Solaris and hard drive maintenance tasks.. Oh joy! I've already written articles about it (Solaris: Add a new hard drive to existing zfs pool (with hpacucli) and Solaris: Replace defect HDD with hpacucli and zpool). Both articles were based on Solaris running on HP Proliant servers.
Now I had to replace a defect hard drive on an IBM x3650 server, running with Solaris 10. Different hardware - different story.
First of all: The IBM server and its RSA II did not detect the failed disk. The defect disk was detected by the Nagios plugin check_zpools.sh to monitor the health and usage of ZFS pools.
zpool status showed the following output:
(solaris91
pool: rpool
state: DEGRADED
status: One or more devices could not be opened. Sufficient replicas exist for
the pool to continue functioning in a degraded state.
action: Attach the missing device and online it using 'zpool online'.

[Data entries]
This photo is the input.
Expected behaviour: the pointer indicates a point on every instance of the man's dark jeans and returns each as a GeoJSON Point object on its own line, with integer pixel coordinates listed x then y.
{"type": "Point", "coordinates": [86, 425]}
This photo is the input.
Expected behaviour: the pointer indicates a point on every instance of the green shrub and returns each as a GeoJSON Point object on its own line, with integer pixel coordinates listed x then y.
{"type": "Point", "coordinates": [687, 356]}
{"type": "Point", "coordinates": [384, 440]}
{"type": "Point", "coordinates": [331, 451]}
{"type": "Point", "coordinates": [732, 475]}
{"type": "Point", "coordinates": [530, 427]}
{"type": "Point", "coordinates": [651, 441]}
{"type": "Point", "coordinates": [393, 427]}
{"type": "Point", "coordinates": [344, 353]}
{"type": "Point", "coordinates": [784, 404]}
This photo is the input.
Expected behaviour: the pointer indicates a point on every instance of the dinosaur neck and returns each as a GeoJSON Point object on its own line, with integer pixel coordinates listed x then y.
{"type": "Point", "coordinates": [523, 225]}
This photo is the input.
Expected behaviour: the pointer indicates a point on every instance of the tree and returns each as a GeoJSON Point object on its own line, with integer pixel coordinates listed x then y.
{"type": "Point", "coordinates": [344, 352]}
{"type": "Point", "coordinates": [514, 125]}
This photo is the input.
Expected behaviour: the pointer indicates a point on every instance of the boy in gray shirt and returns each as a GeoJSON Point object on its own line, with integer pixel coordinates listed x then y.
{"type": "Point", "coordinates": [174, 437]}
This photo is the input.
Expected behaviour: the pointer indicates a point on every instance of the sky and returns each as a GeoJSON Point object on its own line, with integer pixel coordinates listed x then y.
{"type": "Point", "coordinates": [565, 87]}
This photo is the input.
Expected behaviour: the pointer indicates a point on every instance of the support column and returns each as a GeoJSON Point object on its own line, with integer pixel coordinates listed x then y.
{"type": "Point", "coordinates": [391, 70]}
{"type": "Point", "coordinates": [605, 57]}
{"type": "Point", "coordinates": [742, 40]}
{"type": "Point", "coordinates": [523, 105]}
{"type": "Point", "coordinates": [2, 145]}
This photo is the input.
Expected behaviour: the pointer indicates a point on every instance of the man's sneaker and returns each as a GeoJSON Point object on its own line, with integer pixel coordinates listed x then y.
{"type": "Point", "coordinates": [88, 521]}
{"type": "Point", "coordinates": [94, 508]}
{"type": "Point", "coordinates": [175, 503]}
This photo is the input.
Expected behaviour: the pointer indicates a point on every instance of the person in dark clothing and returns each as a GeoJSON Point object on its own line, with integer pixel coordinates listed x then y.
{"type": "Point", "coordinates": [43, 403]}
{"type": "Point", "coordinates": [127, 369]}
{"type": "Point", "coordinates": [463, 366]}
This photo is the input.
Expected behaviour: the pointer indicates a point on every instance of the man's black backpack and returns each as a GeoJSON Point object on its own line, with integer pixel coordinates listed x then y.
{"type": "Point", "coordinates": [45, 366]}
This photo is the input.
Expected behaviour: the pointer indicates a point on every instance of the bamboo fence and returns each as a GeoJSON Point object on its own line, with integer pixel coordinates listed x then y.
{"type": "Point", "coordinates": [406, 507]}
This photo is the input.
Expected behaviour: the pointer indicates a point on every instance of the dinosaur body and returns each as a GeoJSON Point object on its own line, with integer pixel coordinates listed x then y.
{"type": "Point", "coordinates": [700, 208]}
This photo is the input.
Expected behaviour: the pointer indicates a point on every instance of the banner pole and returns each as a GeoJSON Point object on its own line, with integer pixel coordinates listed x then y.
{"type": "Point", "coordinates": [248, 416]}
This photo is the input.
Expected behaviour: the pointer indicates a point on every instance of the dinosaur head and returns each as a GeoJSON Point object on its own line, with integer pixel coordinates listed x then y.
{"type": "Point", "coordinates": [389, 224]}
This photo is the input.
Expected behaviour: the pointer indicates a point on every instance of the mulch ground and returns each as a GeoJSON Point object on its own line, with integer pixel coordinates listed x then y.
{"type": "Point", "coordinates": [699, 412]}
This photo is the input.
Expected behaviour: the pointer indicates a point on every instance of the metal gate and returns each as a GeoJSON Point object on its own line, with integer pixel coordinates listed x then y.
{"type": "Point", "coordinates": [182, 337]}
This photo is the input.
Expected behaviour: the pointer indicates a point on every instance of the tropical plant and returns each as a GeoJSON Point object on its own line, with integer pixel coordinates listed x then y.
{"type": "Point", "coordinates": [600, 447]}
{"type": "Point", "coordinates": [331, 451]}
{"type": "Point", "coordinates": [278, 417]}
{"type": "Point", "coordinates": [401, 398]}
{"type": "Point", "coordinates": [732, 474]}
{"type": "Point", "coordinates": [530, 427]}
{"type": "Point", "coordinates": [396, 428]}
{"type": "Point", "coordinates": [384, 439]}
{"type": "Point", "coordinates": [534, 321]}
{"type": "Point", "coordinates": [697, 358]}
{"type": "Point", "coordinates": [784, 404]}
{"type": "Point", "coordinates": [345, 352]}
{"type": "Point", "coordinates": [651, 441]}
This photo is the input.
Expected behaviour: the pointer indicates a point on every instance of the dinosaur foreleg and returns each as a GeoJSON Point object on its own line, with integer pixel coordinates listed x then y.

> STATED PROBLEM:
Retype the passage of the Solaris disk article starting at "First of all: The" and ending at "using 'zpool online'.". The listing comes from a separate source unrelated to the Solaris disk article.

> TASK RESPONSE:
First of all: The IBM server and its RSA II did not detect the failed disk. The defect disk was detected by the Nagios plugin check_zpools.sh to monitor the health and usage of ZFS pools.
zpool status showed the following output:
(solaris91
pool: rpool
state: DEGRADED
status: One or more devices could not be opened. Sufficient replicas exist for
the pool to continue functioning in a degraded state.
action: Attach the missing device and online it using 'zpool online'.